====== GIVEN TEXT
Elephant Memory Tests
In 1964, Leslie Squier used operant conditioning to train several elephants at the Portland Zoo. He presented his findings that year at the meeting of the American Psychological Association. Then, due to policy changes at the zoo, his research was discontinued.
However, eight years later he secured permission to conduct follow up tests with the same animals he had trained in 1964. The research team wanted to know if the elephants would correctly complete tasks that they had not been asked to do for more than eight years.
Did the elephants remember their training?
During the follow up research study, Markowitz, Schmidt, Nadal and Squier (1975) tested three adult female Indian elephants for long-term memory on a visual discrimination task. Eight years earlier these elephants had been taught to distinguish between a dark colored disk and a light colored disk using the same equipment and procedures. Each elephant was tested over multiple sessions until she made 20 correct responses in a row, This was counted as success.
In the follow up tests, one elephant, Tuy Hoa, reached the success mark after a mere 6 minutes. In 43 attempts, she made only two errors. The other two elephants, however, did not seem to remember their earlier training and had great trouble re-learning the task. One reached the criteria for success after about 3.5 hours of testing, the second after almost 12 hours.
Why did the elephants “forget” their training?
At first glance, it appears that one elephant remembered her training and the other two forgot. However, further investigation by vision specialists revealed that the two “forgetful” elephants had vascular deficiencies in their retinas. (Basically, they were having a lot of trouble seeing.) It’s hard to do well on a visual task if you’re having vision problems!
Why zoo training programs are importantMost modern zoos have training programs and behavioral research programs. These programs allow keepers to learn more about exotic animals and provide optimal care for zoo animals.
============
**WHAT TO PRODUCE:** Name every researcher mentioned in the elephant memory text above.
====== MATERIAL SUPPLIED
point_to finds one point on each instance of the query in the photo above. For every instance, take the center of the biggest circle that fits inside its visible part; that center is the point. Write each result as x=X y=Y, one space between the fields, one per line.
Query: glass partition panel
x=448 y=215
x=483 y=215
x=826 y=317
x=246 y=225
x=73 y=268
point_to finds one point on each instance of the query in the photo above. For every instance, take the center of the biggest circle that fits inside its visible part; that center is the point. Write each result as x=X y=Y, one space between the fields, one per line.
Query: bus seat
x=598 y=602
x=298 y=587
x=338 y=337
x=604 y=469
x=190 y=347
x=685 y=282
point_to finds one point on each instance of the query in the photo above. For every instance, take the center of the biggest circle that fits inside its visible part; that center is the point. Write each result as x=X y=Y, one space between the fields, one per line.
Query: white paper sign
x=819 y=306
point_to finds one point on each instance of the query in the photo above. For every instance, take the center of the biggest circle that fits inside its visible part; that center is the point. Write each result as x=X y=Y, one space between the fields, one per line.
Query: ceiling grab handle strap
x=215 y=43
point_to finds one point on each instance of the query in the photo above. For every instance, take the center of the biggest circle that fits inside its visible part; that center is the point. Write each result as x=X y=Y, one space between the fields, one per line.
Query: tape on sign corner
============
====== MATERIAL SUPPLIED
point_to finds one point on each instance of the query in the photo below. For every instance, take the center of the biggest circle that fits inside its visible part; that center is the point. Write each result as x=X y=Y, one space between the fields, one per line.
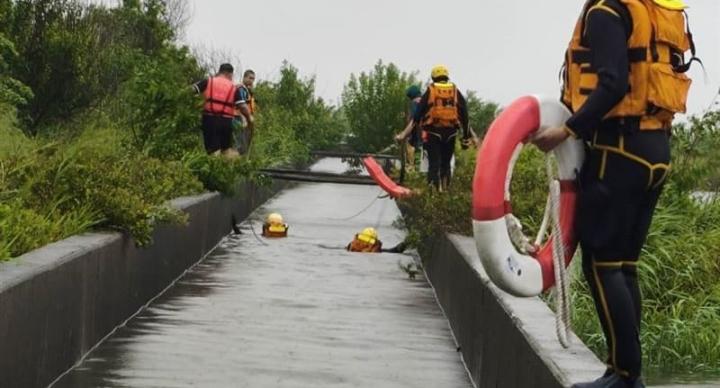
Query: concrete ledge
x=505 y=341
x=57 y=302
============
====== MATERIAL SUPPLIED
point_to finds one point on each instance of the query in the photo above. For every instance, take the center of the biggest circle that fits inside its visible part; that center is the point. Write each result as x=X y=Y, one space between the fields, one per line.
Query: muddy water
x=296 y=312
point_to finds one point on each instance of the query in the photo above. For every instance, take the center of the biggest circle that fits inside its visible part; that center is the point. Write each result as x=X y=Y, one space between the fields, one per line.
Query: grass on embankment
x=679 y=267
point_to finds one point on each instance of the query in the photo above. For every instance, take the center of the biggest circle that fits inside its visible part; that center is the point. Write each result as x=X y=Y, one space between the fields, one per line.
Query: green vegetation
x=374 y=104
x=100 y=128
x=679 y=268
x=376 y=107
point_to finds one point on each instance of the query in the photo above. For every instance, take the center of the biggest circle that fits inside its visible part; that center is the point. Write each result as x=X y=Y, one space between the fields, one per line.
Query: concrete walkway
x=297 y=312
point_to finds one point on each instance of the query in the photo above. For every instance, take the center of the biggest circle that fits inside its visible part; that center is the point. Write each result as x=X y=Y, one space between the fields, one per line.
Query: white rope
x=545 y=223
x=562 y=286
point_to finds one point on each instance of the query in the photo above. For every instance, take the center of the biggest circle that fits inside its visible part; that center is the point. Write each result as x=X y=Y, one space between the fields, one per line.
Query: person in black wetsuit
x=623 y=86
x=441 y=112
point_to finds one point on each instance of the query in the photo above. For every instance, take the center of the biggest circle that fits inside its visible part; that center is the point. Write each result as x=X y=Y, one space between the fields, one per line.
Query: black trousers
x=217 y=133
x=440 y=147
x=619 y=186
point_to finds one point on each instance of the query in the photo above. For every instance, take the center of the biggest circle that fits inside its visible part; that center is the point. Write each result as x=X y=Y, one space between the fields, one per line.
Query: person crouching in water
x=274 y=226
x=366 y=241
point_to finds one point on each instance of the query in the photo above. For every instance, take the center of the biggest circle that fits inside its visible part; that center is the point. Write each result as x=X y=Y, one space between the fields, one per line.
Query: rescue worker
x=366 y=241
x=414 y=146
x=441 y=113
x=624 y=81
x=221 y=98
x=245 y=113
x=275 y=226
============
**RESULT OF THIS TASK:** Leslie Squier, Markowitz, Schmidt, Nadal